[Отрывок из документа]
■ ■ ■

Сегодня идёт жаркий спор по поводу традиций, выплеснувшийся даже в искусство. Вероятно, как часто это бывает, мифическая Россия была не так хороша, как некоторым казалось, но и не так плоха, как кое-кому приснилось.
Россия конца XIX — начала XX века была чревата буржуазной революцией, а буржуазные революции, как это показывает история, предваряются Ренессансом. И такой Ренессанс был, с развитием промышленности и экономики, необыкновенным взлётом искусства и философии, а главное, реальностью подлинно ренессансной личности: Вернадский, Флоренский, Павлов, Чаянов, А. Бенуа — список можно продолжать до бесконечности…
Это было столь очевидно, что большевики свой неожиданный и сокрушительный удар нанесли именно по роли личности в истории. Однако если они действительно хотели быть верными основному своему тезису — господства практики над теорией, то им необходимо было понять, что исторические реалии XX века против их основной установки. Роль личности в XX веке грандиозна. В. И. Ленин, И. В. Сталин, А. Гитлер, М. Ганди, Т. Рузвельт, У. Черчилль — личности, и значение их приуменьшить не удастся никому. Их историческая оценка — дело другое, но то, что они совершили, отнюдь не умаляет их масштабов.
Русский Ренессанс в основном проявил себя в Петербурге, а не в «буддийской Москве», куда удрало новое правительство под предлогом угрозы со стороны Юденича (хотя, по правде говоря, оно более опасалось тех самых рабочих, во имя которых революция была совершена и которые к тому времени поняли, что им несла новая власть). Тем, кто протестовал против возвращения городу прежнего наименования, по-видимому, невдомёк, что В. И. Ленин не выносил города, затем окрещённого его именем. Стоит только почитать переписку с Горьким, чтобы понять, насколько он этот город ненавидел. И эту нелюбовь передал своим преемникам. Ренессансный пафос во многом пронизывал всю деятельность петербургского, а затем петроградского и ленинградского Университета. Вокруг него сложилось пышное соцветие имён во всех областях гуманитарного, естественного и точного знания. Среди этих имён занял своё место и совсем молодой тогда профессор Н. Я. Берковский. И именно Университет стал объектом продуманных и глубоких ударов со стороны властей. Ленинград в конце 30-х — начале 40-х годов вообще содрогался от наносимых ему ран, хотя и не сносил этого абсолютно безропотно. На сцене театра «Пассаж» играла труппа Елены Грановской, которая ставила пьесу популярного тогда В. Киршона «Чудесный сплав». Роль молодого инженера Двали играл Николай Черкасов, явно пародируя манеру вождя всех времён и народов искажать русские пословицы. А первым моим впечатлением от Университета был провал диссертации о Маяковском стремительно делавшего карьеру А. Л. Дымшица. Он был отнюдь не худшим из ревнителей официального менталитета (были и похуже, и поревностнее). Но уже в послевоенный период, при его отбытии за новым назначением в Москву, литературный фольклор сопроводил отъезд Дымшица такой эпиграммой:
Жил в Питере литературный дядя
(Я имени его не назову).

■ ■ ■

[Извлечённые материалы]

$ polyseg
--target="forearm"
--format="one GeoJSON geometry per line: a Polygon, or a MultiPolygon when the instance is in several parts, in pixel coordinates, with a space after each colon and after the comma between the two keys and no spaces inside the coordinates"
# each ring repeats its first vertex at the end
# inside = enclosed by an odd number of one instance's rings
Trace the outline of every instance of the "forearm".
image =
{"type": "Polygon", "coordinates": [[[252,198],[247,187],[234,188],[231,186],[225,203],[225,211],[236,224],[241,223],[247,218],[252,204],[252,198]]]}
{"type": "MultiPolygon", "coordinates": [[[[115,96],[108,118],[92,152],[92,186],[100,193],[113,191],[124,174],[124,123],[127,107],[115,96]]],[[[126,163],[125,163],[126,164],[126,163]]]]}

■ ■ ■

[Задания]
a) Соответствуют ли тексту о русском Ренессансе утверждения (i), (ii) и (iii)? На каждое ответьте «да» или «нет» и приведите точную цитату, которая это решает.
(i) Русский Ренессанс в основном проявил себя в Москве.
(ii) Роль инженера Двали играл Николай Черкасов.
(iii) Диссертацию Дымшица о Маяковском успешно защитили.
b) Чья труппа ставила пьесу «Чудесный сплав» на сцене театра «Пассаж», согласно тексту о русском Ренессансе?
c) Продолжите текст о русском Ренессансе с того места, где он заканчивается.

[Ответы]
a)
(i) Нет: «Русский Ренессанс в основном проявил себя в Петербурге».
(ii) Да: «Роль молодого инженера Двали играл Николай Черкасов».
(iii) Нет: «первым моим впечатлением от Университета был провал диссертации о Маяковском».

b) Труппа Елены Грановской.

c)
Но, говорят, был праздник в Ленинграде,
Когда он уезжал в Москву.
На филологическом факультете я появился в 1938 г. И Берковского тогда знал только по рассказам да анекдотической классификации учёных, приписываемой В. Б. Шкловскому. Он поделил их на три категории: тех, кто всё знает и всё понимает, тех, кто всё знает и ничего не понимает, и тех, кто ничего не знает, но всё понимает. В последнюю группу был отнесён Наум Яковлевич. Классификация для него и почётная, и несправедливая. Он и тогда уже очень много знал.
Вместе с тем атмосфера вокруг всё накалялась и накалялась. Исчез один из студентов нашей группы А. Васянин (был, по-видимому, связан с делом С. Кышко, обвинённого в чём-то вроде заговора и шпионажа). Наум Яковлевич уже позже, после войны, рассказал мне «новеллу», потрясшую очевидностью и правдивостью. Его жена, Е. А. Лопырёва (известная в Ленинграде переводчица и специалист по фольклору), обычно довольно рано весной уезжала в Крым, и он оставался один в квартире, ибо связан был с занятиями и экзаменами, а кроме того, работал над своими книгами и статьями. Писал он обычно до поздней ночи, и причиной этому была не только привычка, но ещё и то обстоятельство, что в тот период представители ленинградской интеллигенции настороженно ждали арестов. Чёрный ворон кружил по городу обычно между двумя и четырьмя часами, отчего раньше никто не ложился. И вот в одну из таких белых ночей вдруг раздался звонок. Так как ничей приход не ожидался, то было ясно: приехали! С замиранием сердца Берковский спросил через дверь: кто? В ответ услышал: дворник! Всё ясно. «Они» (являвшиеся обычно с дворником и понятыми). Открыл дверь и действительно увидел дворника, державшего на руках кошку. И вспомнил, что утром жаловался ему, что у него сбежал кот. Теперь в чаянии награды тот притащил изловленную им кошку. С невероятным облегчением Берковский взял эту кошку, сунул, не глядя, дворнику десятку и счастливый закрыл дверь.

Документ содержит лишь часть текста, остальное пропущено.